Entries from a dataset:

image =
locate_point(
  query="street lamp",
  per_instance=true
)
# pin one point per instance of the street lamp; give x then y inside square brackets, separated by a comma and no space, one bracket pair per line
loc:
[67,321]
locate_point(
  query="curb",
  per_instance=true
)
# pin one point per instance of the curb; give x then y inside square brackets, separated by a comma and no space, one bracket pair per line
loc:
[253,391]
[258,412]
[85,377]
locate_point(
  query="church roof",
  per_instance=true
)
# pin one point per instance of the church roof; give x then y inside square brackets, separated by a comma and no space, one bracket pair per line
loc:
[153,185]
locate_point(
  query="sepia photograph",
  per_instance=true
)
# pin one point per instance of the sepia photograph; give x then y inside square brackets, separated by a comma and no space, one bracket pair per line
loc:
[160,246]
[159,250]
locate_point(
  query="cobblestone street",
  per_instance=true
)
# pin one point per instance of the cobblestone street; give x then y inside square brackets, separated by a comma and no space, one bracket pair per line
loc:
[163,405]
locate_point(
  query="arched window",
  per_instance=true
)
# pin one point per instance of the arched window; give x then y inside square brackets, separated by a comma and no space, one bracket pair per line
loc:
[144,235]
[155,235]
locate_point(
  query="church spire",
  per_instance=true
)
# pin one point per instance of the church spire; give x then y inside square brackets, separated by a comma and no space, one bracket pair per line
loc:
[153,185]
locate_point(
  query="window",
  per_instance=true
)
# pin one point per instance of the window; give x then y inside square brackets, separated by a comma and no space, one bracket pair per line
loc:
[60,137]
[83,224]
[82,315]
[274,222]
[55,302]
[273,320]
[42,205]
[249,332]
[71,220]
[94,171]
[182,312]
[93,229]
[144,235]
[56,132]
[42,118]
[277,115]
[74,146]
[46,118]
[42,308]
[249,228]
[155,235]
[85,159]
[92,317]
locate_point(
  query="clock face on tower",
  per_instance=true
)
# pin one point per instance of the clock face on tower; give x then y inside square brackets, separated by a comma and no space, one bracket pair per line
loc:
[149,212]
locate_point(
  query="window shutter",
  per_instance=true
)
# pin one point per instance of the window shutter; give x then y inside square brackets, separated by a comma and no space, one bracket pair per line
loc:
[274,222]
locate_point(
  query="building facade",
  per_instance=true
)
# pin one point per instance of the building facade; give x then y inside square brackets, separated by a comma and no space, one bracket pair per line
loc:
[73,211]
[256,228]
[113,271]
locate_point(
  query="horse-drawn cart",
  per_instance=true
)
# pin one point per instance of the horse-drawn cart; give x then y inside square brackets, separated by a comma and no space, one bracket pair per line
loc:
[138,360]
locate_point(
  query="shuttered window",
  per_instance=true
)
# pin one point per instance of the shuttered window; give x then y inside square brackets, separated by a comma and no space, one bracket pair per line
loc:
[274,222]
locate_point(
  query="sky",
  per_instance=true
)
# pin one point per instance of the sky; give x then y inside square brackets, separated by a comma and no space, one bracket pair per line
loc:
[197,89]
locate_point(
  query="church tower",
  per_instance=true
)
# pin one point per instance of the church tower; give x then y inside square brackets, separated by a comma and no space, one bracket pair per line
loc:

Task instructions: Restate the whole of the material exactly.

Reply:
image =
locate_point(
  query="street lamp",
  per_instance=true
)
# pin one point per instance of the street lamp; give x then y inside square brackets, separated by a comma and no space, one bracket pair per line
loc:
[67,321]
locate_point(
  query="curb",
  per_instance=true
)
# pin one point per instance of the curb; give x then y inside square brackets, separated by a comma and no space, one bracket pair per line
loc:
[253,391]
[258,412]
[85,377]
locate_point(
  query="church roof",
  per_instance=true
)
# pin one point per instance of the church roof; give x then y inside square brackets, separated by a comma and no space, one bracket pair per line
loc:
[153,185]
locate_point(
  query="sepia photograph",
  per_instance=true
)
# pin one point per instance of the sepia photograph; give x then y inside square brackets, separated by a comma and no space, one bracket pair per line
loc:
[160,246]
[159,250]
locate_point(
  query="cobblestone street",
  per_instance=true
)
# pin one point per instance of the cobblestone street; give x then y inside square brackets, separated by a comma and no space, one bracket pair per line
loc:
[163,405]
locate_point(
  query="arched window",
  per_instance=true
)
# pin one point per instance of the arched window; give x then y inside square brackets, separated by a comma and no space, one bracket pair per line
loc:
[144,235]
[155,235]
locate_point(
  query="church spire",
  per_instance=true
)
# pin one point per instance of the church spire; give x then y inside square brackets, separated by a comma and no space, one bracket pair per line
loc:
[153,185]
locate_point(
  query="window",
  per_instance=true
)
# pin one point per instance of the window; give x then y inside square brackets, separated by a comma and no space, one bracket pair per line
loc:
[60,137]
[83,224]
[82,315]
[274,222]
[55,302]
[273,320]
[42,205]
[249,332]
[71,220]
[94,171]
[182,312]
[93,229]
[144,235]
[56,132]
[42,118]
[277,115]
[74,146]
[46,118]
[42,308]
[249,228]
[155,235]
[85,159]
[92,317]
locate_point(
  query="clock face on tower",
  per_instance=true
)
# pin one point per instance of the clock face on tower; give x then y inside square brackets, separated by a comma and no space, one bracket pair per line
loc:
[149,212]
locate_point(
  query="window shutter",
  per_instance=true
)
# pin one point per instance of the window shutter; give x then y inside square brackets, separated by a comma and no space, one bracket pair per line
loc:
[274,222]
locate_point(
  query="building facade",
  per_instance=true
)
# pin one point per instance of the building facade; give x then y inside square brackets, separated by a comma and no space, one bracket pair per line
loc:
[73,211]
[256,228]
[113,271]
locate_point(
  query="horse-drawn cart",
  per_instance=true
)
# pin one point per instance of the horse-drawn cart; give x then y inside square brackets, separated by a comma and no space, one bracket pair per line
loc:
[138,360]
locate_point(
  query="shuttered window",
  per_instance=true
)
# pin one point per instance of the shuttered window; give x then y inside square brackets, separated by a comma and no space, one bracket pair per line
loc:
[274,222]
locate_point(
  query="sky",
  per_instance=true
)
# pin one point per instance of the sky; give x then y inside square brackets, separated by a comma and no space, one bracket pair per line
loc:
[197,89]
locate_point(
  query="church tower",
  per_instance=true
)
# pin one point per instance of the church tower; give x then y inside square brackets, separated by a comma and no space, one bracket pair per line
loc:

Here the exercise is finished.